List every line below that contains the word "edge".

• [Data to use]:
▬▬▬▬▬▬▬▬▬▬

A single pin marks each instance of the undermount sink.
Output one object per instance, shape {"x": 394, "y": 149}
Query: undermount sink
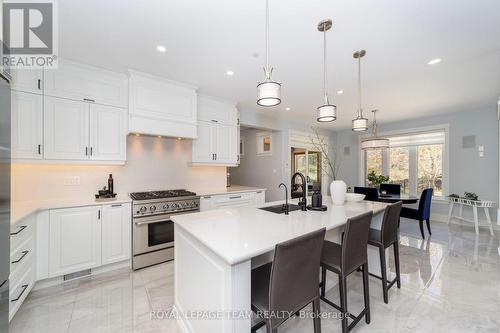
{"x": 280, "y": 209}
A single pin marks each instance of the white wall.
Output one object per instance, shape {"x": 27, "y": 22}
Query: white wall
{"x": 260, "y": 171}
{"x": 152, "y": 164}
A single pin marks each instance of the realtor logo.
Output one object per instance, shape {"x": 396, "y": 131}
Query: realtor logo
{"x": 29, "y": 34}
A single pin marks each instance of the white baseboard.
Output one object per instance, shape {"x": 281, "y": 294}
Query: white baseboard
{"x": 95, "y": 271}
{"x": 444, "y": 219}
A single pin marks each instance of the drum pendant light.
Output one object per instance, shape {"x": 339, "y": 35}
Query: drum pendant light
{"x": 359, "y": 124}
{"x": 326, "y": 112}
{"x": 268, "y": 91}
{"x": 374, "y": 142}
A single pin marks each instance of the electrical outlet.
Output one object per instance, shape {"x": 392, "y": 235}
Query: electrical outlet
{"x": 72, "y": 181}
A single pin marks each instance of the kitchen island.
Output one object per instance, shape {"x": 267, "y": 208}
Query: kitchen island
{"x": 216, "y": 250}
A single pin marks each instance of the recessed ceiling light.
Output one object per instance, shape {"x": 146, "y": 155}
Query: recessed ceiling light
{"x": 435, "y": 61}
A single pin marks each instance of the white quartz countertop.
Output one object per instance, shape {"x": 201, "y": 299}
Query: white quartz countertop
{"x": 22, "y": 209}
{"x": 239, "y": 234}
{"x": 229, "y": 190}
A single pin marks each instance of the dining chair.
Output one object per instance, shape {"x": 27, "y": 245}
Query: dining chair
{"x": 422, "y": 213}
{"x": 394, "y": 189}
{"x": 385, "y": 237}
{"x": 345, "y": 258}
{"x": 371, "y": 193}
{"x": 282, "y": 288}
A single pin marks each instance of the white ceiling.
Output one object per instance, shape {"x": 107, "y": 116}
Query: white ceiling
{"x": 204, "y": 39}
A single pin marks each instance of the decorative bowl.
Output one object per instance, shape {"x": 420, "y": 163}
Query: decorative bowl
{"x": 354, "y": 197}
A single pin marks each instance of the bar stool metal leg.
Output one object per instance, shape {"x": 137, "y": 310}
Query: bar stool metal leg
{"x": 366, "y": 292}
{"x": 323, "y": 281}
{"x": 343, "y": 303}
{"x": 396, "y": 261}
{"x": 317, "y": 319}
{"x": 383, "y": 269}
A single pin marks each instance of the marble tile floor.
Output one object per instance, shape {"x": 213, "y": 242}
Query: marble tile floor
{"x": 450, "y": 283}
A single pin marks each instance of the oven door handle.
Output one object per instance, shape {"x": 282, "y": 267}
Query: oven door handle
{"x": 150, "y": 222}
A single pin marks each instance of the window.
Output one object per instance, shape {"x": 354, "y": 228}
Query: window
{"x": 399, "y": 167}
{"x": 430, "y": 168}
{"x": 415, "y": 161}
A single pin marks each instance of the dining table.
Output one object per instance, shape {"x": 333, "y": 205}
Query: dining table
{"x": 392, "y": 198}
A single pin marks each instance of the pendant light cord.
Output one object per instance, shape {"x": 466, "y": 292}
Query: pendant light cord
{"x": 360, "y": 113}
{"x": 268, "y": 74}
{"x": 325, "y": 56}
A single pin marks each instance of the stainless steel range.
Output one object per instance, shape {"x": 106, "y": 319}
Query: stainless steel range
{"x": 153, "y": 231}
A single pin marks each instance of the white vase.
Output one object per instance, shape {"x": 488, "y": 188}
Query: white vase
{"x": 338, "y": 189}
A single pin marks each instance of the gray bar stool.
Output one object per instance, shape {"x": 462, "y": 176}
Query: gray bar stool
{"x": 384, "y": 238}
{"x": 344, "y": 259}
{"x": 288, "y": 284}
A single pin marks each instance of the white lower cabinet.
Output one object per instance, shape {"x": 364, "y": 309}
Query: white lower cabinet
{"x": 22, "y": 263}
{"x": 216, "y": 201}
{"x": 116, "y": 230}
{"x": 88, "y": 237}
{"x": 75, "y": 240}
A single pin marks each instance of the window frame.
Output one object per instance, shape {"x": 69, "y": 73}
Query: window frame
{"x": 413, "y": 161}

▬▬▬▬▬▬▬▬▬▬

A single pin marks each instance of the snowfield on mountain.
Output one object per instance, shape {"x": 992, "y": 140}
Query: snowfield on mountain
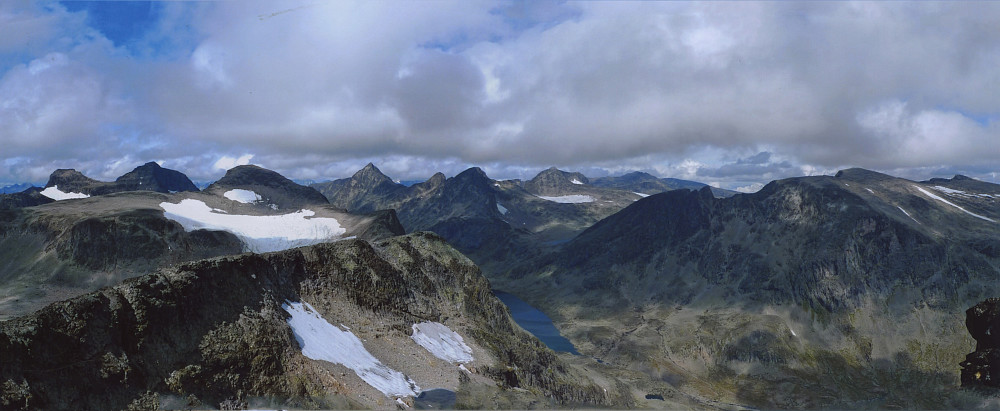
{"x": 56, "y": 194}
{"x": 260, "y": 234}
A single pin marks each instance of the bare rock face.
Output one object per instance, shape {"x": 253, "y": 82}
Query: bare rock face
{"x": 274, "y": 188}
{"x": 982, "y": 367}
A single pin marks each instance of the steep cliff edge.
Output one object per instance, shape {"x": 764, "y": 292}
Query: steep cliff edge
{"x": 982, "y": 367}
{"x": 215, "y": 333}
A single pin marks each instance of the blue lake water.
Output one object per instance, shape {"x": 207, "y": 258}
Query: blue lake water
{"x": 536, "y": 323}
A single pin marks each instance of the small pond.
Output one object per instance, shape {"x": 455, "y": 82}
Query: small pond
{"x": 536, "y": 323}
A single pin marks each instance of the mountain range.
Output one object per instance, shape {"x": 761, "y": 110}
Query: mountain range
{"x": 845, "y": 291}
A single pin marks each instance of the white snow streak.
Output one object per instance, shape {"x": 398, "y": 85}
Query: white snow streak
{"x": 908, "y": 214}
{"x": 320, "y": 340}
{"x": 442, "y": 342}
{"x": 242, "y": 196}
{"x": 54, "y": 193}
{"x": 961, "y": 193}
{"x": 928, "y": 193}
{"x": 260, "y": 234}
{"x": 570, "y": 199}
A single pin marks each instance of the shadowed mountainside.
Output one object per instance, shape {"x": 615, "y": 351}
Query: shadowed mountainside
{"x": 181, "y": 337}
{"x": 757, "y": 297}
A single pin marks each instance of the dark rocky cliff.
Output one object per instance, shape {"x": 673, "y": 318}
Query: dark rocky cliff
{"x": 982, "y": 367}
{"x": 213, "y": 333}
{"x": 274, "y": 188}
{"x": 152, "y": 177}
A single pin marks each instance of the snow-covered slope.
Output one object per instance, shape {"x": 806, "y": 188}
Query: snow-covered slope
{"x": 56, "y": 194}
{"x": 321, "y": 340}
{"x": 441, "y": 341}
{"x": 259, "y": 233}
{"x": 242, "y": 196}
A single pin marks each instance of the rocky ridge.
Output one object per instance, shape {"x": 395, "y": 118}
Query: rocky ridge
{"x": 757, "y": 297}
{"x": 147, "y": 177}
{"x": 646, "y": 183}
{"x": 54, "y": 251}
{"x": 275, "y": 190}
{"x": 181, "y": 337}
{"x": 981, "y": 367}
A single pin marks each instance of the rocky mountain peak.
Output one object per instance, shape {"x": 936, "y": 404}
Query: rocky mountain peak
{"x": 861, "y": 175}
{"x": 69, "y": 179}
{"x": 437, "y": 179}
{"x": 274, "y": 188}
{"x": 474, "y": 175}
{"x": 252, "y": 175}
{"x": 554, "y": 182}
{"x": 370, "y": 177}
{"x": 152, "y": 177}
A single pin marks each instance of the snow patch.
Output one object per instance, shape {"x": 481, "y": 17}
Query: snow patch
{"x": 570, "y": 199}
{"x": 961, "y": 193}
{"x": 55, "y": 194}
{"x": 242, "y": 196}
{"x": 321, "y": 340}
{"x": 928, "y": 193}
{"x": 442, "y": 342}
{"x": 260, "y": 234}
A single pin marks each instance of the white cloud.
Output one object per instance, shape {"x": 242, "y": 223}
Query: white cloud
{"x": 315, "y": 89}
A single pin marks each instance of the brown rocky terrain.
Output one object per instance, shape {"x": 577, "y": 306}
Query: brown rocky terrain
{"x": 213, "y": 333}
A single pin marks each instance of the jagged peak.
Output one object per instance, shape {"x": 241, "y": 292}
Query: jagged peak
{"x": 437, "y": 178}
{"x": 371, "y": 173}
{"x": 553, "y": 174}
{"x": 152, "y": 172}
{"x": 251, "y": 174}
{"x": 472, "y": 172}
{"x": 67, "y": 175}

▬▬▬▬▬▬▬▬▬▬

• [Output for this exercise]:
A single pin marks each instance of the steep cliff edge.
Query: steep cliff edge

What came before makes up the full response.